:: Tâches et exercices ::
a) Dans l'extrait sur les charismes, relevez tous les thèmes que ces études examinent, selon le texte.
b) D'après l'extrait sur les charismes, quel charisme est étudié comme charisme-type ?
c) Poursuivez l'extrait sur les charismes à partir de sa dernière phrase.

:: Extrait de page ::
L’attention au charisme a connu un renouveau spectaculaire dans l’Église après Vatican II. Comme le note le P. Lemonnier dans ses Réflexions pour une théologie des charismes [4], elle provoqua des réactions en sens divers, de l’enthousiasme à la défiance, surtout dans certains milieux ecclésiastiques, inquiets d’y découvrir une attitude de critique et de contestation à l’égard de l’institution ecclésiale. Ces études, reprises à la Rivista di Vita Spirituale, examinent la nature des charismes, leurs divisions, un charisme-type (la prophétie) et le charisme des familles religieuses. L’auteur conclut en rappelant l’importance primordiale du charisme hiérarchique et le difficile, mais nécessaire équilibre à trouver entre les charismes particuliers (fussent-ils ceux des Ordres religieux) et celui de la hiérarchie, qui a seule mission d’authentifier les appels de l’Esprit et doit donc y rester attentive. A notre époque surtout, ces sages considérations rendront service par la lumière qu’elles apportent.

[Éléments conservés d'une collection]
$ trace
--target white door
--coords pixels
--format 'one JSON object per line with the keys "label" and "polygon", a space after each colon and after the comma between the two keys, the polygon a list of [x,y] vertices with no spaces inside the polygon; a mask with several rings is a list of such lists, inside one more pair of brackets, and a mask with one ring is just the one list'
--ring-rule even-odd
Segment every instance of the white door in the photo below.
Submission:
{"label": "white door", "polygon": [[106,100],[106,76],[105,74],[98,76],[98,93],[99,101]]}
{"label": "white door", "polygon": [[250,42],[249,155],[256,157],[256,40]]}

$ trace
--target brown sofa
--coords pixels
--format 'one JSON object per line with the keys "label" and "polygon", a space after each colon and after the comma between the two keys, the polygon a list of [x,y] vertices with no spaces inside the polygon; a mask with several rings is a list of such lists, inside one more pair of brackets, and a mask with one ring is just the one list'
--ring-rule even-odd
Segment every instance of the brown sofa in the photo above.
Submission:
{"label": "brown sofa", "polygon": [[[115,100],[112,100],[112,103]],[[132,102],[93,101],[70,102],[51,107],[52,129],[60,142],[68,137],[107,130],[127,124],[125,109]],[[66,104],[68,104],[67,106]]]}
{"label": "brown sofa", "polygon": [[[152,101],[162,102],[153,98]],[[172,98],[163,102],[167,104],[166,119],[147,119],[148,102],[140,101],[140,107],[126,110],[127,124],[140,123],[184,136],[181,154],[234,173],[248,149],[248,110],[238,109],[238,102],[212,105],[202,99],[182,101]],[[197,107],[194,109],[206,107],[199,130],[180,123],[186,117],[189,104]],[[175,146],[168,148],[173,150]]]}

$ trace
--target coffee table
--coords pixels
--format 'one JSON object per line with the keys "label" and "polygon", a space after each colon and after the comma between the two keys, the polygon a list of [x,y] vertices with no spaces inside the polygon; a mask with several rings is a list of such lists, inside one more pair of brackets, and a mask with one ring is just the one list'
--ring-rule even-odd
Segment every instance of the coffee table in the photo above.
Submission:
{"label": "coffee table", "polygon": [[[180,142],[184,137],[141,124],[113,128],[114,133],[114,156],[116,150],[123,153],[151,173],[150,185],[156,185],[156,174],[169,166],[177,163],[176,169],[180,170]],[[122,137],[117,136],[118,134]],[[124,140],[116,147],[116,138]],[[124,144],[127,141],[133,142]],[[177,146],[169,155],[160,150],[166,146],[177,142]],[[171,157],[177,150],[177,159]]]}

:: Corrigés ::
a)
- la nature des charismes
- leurs divisions
- un charisme-type (la prophétie)
- le charisme des familles religieuses

b) La prophétie.

c)
Pour clore cette section, signalons la parution en italien d’une plaquette du P. J. M. R. Tillard, Religiosi perche ? [5] et une nouvelle édition du Directoire canonique Les Instituts religieux dans l’Église [6].
II
Dans la thèse que la Sœur Aquinata (Mechtild) Bockmann consacre à La pauvreté dans les discussions actuelles à l’intérieur de l’Église [7], on ne sait ce qu’il faut le plus admirer : l’énorme érudition (près de trente pages de bibliographie en diverses langues, de vingt à cinquante références brèves et précises au bas de chaque page), la maîtrise du sujet, que l’auteur domine avec aisance, ou la pondération et la sagesse avec lesquelles elle évite, en ces matières difficiles, aussi bien le conservatisme que l’engouement pour la nouveauté comme telle, sait tenir compte de la diversité des situations et des vocations et réalise néanmoins une œuvre constructive.
Après un aperçu de la discussion sur la pauvreté à Vatican II, l’auteur examine la pauvreté dans l’Ancien Testament, la pauvreté de Jésus, celle de ses disciples et de la communauté primitive ainsi que la façon dont ces textes ont été utilisés au Concile et dans les discussions qui suivirent. Elle procède ensuite de même pour le thème « Église des pauvres et pauvreté de l’Église ». Les diverses sections de cette première partie sont suivies de résumés mettant en lumière ce que les religieux peuvent en tirer pour leur propre pauvreté. À celle-ci est consacrée la seconde partie du livre : on y examine l’évolution de la conception de la pauvreté, le problème de la pauvreté matérielle, l’esprit de pauvreté, la pauvreté comme partage.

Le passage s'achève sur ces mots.